WRITTEN EXERCISE: Show each line of the records below that contains the word "white", copying every such line in full. Treat the match as case-sensitive.
==*==
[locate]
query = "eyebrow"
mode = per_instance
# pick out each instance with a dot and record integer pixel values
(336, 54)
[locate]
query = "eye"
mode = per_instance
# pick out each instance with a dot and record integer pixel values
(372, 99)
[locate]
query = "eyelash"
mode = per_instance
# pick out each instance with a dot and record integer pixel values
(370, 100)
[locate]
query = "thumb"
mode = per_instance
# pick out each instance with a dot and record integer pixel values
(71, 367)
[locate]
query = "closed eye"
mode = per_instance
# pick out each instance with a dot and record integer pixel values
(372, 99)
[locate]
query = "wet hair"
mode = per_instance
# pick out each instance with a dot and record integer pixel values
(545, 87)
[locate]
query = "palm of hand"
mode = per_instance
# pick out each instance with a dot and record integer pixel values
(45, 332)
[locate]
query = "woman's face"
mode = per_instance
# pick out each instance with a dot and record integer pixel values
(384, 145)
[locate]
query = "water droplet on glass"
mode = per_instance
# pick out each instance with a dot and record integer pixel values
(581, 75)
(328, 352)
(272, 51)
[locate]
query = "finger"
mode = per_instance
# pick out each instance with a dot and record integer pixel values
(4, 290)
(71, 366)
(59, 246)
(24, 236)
==*==
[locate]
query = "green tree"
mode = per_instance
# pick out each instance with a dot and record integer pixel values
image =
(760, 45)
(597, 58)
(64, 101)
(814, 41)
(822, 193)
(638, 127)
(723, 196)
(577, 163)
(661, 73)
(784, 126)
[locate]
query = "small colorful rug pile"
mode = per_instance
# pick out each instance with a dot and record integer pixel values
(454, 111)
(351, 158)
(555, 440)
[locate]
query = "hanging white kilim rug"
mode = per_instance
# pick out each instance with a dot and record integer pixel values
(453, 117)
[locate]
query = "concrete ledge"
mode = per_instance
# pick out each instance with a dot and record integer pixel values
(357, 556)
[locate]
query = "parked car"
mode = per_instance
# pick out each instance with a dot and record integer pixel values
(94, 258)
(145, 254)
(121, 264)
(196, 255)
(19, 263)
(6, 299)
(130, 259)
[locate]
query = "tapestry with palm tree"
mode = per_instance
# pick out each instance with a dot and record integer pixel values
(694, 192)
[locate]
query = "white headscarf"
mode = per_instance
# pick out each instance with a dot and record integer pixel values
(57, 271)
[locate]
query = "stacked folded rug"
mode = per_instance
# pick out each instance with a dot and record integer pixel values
==*==
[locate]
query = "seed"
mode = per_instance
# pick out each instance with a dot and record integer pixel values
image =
==*==
WRITTEN SOLUTION:
query = "hanging white kilim rug"
query = "white headscarf"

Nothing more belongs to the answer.